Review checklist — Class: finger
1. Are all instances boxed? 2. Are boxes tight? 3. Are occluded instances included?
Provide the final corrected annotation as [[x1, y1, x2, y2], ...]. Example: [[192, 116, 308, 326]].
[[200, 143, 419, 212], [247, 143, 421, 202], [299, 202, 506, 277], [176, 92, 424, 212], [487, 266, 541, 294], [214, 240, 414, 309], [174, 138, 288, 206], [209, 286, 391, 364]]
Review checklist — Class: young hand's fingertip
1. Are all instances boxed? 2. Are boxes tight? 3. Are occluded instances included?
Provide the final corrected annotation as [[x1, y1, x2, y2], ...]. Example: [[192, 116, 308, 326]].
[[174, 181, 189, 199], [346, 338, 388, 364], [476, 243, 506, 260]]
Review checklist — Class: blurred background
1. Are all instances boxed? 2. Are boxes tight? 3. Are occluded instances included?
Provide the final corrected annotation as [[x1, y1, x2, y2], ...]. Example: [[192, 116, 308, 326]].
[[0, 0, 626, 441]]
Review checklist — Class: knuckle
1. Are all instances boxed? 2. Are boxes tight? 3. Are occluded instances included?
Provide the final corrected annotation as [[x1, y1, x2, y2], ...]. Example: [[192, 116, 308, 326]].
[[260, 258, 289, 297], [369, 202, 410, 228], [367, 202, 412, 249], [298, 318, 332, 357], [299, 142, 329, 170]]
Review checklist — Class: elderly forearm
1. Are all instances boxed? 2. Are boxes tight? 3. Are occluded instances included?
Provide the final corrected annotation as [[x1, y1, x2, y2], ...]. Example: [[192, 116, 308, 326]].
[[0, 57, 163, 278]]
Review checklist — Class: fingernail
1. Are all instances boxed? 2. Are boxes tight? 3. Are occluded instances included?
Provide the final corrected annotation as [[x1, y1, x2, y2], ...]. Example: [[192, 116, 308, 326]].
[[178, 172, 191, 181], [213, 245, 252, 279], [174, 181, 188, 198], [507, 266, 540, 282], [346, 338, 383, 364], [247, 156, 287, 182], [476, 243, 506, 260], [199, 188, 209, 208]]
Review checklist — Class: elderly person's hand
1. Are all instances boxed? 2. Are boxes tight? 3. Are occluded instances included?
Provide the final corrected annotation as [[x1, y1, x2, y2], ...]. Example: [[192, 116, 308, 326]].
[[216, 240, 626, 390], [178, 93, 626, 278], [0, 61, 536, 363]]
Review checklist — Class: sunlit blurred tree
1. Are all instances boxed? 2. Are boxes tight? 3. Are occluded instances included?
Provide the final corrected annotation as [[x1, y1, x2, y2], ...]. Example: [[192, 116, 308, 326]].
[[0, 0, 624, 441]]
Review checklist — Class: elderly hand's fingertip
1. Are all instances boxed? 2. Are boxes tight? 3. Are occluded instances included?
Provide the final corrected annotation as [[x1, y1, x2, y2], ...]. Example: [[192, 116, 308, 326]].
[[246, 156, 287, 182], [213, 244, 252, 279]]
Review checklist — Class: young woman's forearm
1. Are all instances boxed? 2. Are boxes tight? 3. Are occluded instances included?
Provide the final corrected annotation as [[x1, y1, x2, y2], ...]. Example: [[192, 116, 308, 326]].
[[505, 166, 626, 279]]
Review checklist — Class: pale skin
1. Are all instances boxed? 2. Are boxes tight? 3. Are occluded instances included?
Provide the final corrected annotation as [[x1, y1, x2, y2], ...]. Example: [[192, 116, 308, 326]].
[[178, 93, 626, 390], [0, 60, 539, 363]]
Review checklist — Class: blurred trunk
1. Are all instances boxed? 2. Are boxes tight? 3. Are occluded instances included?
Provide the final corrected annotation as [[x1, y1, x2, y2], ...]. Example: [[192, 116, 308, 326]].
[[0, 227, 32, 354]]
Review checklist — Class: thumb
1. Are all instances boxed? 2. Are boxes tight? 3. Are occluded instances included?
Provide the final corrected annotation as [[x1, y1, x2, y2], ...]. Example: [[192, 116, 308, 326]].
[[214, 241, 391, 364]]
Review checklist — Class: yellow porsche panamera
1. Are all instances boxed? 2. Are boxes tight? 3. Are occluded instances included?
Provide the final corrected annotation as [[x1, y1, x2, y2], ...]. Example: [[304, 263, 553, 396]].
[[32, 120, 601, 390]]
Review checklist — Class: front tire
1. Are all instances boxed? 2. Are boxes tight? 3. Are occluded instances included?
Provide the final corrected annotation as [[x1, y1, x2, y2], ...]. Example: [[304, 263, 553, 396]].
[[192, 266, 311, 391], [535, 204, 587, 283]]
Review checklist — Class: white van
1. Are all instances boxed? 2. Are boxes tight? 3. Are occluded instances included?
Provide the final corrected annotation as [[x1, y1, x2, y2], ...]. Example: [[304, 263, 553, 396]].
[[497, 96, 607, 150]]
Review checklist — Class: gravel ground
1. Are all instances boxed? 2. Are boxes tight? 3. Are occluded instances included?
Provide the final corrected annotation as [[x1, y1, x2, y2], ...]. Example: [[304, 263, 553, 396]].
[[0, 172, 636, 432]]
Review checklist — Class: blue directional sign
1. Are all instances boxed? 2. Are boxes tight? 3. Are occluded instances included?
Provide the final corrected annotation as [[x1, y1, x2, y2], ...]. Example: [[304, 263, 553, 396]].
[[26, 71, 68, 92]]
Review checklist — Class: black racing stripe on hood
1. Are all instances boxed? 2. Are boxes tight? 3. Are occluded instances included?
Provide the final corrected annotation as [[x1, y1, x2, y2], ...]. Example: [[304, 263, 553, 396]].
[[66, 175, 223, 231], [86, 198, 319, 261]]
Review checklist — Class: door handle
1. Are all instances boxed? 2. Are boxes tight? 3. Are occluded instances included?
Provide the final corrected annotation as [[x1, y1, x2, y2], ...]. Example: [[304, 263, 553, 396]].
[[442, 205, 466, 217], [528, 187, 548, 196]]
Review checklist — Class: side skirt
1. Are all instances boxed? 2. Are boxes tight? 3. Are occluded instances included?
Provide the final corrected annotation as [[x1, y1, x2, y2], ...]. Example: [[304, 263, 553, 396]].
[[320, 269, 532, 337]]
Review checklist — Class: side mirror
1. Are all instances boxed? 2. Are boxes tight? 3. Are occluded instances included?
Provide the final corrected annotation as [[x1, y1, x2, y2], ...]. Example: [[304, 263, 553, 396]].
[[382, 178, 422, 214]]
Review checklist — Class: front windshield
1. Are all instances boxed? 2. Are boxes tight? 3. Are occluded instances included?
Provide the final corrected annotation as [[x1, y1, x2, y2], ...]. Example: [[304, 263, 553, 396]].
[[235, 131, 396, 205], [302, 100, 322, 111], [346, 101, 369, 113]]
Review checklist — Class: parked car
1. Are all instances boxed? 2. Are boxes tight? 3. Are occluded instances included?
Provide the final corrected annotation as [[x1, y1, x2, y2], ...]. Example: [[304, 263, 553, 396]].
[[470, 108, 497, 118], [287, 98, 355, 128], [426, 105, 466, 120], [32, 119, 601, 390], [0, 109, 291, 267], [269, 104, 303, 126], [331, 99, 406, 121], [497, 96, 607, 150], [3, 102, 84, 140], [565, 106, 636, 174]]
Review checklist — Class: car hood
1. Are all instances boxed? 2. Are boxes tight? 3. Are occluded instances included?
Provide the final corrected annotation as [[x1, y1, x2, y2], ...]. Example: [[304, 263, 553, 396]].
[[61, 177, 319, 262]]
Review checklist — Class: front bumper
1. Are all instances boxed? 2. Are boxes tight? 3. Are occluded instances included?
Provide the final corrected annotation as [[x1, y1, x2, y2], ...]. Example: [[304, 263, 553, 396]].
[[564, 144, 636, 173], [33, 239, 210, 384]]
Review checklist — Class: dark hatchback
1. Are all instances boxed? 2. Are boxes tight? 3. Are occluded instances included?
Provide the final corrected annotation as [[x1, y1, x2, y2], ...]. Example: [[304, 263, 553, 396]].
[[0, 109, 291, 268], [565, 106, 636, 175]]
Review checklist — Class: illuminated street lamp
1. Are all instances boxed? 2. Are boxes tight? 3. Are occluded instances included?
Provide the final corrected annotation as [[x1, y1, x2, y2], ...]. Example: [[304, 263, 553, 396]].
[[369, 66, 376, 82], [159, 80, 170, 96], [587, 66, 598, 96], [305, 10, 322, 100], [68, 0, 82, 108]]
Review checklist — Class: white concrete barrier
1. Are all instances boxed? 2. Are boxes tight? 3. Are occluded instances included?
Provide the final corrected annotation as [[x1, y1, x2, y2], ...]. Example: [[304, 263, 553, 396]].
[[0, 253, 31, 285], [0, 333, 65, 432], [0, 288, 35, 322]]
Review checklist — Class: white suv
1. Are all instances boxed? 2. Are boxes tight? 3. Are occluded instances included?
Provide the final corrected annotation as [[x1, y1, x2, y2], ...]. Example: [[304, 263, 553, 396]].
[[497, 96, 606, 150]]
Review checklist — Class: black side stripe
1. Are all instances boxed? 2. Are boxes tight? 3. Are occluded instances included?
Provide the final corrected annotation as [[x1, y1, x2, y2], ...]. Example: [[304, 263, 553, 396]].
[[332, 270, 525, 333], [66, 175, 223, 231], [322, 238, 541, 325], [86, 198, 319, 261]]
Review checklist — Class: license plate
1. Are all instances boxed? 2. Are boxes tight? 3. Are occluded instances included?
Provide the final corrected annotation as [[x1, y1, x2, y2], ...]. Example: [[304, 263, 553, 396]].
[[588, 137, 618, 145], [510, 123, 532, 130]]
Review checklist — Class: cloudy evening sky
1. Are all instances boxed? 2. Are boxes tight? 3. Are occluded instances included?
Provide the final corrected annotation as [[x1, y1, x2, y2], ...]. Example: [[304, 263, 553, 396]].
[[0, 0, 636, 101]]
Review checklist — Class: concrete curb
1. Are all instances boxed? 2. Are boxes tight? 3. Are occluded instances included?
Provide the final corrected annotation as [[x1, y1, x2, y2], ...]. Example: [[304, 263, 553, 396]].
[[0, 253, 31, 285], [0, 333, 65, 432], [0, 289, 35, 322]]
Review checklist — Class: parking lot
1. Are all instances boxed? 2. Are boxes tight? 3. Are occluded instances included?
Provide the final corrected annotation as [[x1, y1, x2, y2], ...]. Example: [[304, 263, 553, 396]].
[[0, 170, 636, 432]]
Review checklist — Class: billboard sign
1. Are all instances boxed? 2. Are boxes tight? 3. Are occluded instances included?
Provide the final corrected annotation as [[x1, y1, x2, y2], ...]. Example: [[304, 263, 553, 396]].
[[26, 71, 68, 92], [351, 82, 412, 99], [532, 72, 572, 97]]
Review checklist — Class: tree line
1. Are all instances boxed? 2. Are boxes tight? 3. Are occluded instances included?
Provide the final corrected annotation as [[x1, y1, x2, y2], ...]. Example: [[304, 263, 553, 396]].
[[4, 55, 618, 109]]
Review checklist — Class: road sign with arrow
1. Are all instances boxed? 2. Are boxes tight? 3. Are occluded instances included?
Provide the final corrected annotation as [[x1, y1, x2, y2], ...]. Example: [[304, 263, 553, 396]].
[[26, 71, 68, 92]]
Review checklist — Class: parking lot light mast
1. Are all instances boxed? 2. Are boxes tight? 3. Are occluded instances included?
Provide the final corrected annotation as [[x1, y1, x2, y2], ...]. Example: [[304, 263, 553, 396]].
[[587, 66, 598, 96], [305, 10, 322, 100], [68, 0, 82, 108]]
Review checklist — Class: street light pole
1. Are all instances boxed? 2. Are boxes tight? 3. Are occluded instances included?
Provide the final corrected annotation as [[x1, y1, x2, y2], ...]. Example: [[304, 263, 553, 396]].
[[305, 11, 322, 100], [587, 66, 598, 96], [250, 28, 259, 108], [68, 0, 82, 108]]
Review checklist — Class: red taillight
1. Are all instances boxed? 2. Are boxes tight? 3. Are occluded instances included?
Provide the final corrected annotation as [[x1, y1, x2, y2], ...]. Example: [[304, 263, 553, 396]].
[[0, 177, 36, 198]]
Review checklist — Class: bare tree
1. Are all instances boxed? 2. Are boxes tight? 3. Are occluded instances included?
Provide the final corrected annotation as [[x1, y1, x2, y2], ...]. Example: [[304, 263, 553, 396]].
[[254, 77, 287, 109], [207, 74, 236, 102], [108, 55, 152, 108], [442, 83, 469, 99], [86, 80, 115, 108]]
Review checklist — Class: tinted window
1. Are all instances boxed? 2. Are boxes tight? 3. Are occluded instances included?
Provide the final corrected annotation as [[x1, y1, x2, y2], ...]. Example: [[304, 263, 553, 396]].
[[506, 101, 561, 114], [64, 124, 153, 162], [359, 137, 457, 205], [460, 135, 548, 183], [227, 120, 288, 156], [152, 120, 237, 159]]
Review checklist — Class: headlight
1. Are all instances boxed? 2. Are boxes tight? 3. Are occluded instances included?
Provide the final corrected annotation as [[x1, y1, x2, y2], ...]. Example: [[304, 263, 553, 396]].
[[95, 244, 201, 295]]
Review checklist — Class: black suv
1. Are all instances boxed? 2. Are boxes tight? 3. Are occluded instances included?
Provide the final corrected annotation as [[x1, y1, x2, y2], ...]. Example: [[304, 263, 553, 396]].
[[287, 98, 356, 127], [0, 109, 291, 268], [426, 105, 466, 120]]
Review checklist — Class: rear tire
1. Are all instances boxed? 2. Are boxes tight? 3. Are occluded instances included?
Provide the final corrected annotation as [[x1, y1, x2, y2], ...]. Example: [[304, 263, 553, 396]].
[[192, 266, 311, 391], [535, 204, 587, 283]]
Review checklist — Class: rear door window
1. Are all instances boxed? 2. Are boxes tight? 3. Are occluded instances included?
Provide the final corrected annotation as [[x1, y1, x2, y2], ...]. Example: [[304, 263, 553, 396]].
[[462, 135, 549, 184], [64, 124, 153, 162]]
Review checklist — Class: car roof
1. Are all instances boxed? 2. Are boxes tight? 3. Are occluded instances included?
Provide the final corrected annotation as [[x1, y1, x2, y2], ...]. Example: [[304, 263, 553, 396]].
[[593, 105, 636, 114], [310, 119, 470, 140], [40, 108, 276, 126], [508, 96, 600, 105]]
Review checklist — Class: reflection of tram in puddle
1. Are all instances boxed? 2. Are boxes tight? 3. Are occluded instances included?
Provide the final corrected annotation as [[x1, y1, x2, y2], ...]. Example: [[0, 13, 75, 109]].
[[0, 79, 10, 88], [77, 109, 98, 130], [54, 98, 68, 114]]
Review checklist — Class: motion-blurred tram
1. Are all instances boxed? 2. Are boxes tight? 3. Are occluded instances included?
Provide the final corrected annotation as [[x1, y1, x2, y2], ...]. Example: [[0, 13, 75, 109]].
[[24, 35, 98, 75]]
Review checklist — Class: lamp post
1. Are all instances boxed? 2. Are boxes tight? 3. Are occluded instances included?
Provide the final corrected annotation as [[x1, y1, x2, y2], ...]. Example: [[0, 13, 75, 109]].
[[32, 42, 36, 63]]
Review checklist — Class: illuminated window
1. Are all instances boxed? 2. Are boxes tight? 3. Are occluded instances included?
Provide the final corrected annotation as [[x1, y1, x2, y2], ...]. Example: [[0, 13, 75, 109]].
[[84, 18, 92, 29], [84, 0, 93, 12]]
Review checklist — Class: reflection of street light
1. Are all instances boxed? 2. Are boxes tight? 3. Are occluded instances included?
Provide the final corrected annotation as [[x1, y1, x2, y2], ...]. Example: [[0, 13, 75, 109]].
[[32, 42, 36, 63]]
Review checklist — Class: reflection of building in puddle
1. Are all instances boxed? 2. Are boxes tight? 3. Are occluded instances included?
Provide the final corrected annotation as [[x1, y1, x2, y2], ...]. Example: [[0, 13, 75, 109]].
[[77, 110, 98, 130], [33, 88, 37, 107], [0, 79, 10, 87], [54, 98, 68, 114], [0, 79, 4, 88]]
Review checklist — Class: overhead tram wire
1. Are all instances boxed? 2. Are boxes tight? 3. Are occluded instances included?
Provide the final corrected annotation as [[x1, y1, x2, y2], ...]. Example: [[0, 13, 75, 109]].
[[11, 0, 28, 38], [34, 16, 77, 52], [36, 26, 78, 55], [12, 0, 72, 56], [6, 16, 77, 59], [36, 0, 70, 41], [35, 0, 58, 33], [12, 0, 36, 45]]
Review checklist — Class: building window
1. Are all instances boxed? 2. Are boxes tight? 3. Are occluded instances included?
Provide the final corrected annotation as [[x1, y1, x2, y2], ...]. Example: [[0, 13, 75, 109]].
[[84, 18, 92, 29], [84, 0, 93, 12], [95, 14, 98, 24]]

===============

§ **Stated problem**: Edit the part of the records that opens with the line containing "Review checklist — Class: car hood" and closes with the line containing "[[61, 177, 319, 262]]", changing "corrected" to "revised" and keeping everything else the same. Give back only those lines.

§ **Exercise answer**:
Review checklist — Class: car hood
1. Are all instances boxed? 2. Are boxes tight? 3. Are occluded instances included?
Provide the final revised annotation as [[x1, y1, x2, y2], ...]. Example: [[304, 263, 553, 396]].
[[61, 177, 319, 262]]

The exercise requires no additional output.